*ИСХОДНЫЙ ТЕКСТ:*
========================

Для запутавшегося Люцифера, кроме Иисуса, величайшим лечением и спасением может оказаться именно брак, как школа смирения для него и глубокое лечение счастьем. Огромное значение имеет для него отнестись, наконец, хоть к одному человеку так же, как к себе, и даже лучше, ибо брак есть магическое раскрытие железного обруча одиночества, сдавливающего ему сердце.
Вчера Дина со слезами, но радостно и благодарно, сдалась на мои слезы и уговоры и согласилась поселиться вместе с Николаем. С чувством невероятного радостного облегчения шел по Edgar-Quinet, будто меня простили, отпустили мое прошлое, выпустили на свободу. Теперь я буду спокоен, кто-то – и кто-то очень хороший и внимательный – будет о ней заботиться. И это сделала Наташа, а без нее мы безрадостно, темно и безжизненно-чисто жили бы в Медоне, и все трое, я, Дина и Николай, были бы истреблены, медленно отрывались бы от жизни под незримым пеплом мистическо-физиологической ошибки, и она не захотела бы жить. А теперь я верю, что она найдет силы справиться.

========================

*ИЗВЛЕЧЁННЫЕ ДАННЫЕ:*
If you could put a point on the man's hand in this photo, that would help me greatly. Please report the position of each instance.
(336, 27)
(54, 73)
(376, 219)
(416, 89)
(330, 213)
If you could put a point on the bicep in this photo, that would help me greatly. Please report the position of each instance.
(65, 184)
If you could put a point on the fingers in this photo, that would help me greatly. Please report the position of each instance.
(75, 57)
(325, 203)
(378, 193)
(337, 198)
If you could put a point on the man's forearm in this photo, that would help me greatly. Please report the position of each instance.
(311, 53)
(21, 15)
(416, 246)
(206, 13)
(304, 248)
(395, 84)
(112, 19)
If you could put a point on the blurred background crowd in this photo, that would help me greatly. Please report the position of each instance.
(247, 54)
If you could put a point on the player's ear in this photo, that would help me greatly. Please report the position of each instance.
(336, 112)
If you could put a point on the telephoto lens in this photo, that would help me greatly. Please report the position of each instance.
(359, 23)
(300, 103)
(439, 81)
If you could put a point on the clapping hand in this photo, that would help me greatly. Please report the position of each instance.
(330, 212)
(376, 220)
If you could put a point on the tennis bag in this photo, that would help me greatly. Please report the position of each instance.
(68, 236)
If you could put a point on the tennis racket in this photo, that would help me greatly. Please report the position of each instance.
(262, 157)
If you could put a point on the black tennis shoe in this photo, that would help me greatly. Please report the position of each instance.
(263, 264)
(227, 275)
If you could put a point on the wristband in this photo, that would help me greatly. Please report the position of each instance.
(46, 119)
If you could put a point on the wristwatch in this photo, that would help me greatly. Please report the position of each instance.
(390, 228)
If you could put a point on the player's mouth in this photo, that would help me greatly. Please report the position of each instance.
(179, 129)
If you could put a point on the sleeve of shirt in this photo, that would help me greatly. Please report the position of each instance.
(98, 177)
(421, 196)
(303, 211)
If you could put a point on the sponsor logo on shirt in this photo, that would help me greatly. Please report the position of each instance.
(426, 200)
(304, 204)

========================

*ОПИСАНИЕ ЗАДАНИЯ:* Дословно продублируйте фрагмент исходного текста, начиная со слов «Для запутавшегося Люцифера, кроме» и заканчивая словами «сдавливающего ему сердце.».

*ОЖИДАЕМЫЙ ОТВЕТ:*
Для запутавшегося Люцифера, кроме Иисуса, величайшим лечением и спасением может оказаться именно брак, как школа смирения для него и глубокое лечение счастьем. Огромное значение имеет для него отнестись, наконец, хоть к одному человеку так же, как к себе, и даже лучше, ибо брак есть магическое раскрытие железного обруча одиночества, сдавливающего ему сердце.